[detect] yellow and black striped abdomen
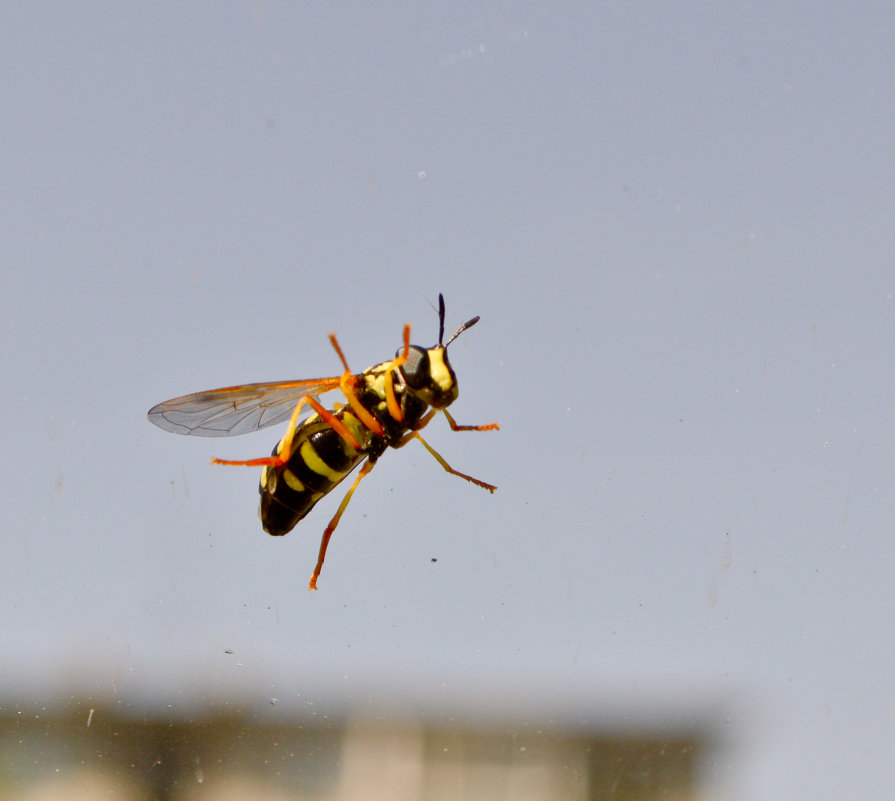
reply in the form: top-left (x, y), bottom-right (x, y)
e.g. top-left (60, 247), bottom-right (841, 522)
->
top-left (259, 413), bottom-right (373, 537)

┄┄┄┄┄┄

§ Aim of the exercise:
Without changing a word, retype the data above and omit its pictures.

§ Your response:
[detect] yellow and black striped abdomen
reply in the form: top-left (x, y), bottom-right (x, y)
e.g. top-left (60, 247), bottom-right (841, 522)
->
top-left (259, 413), bottom-right (373, 537)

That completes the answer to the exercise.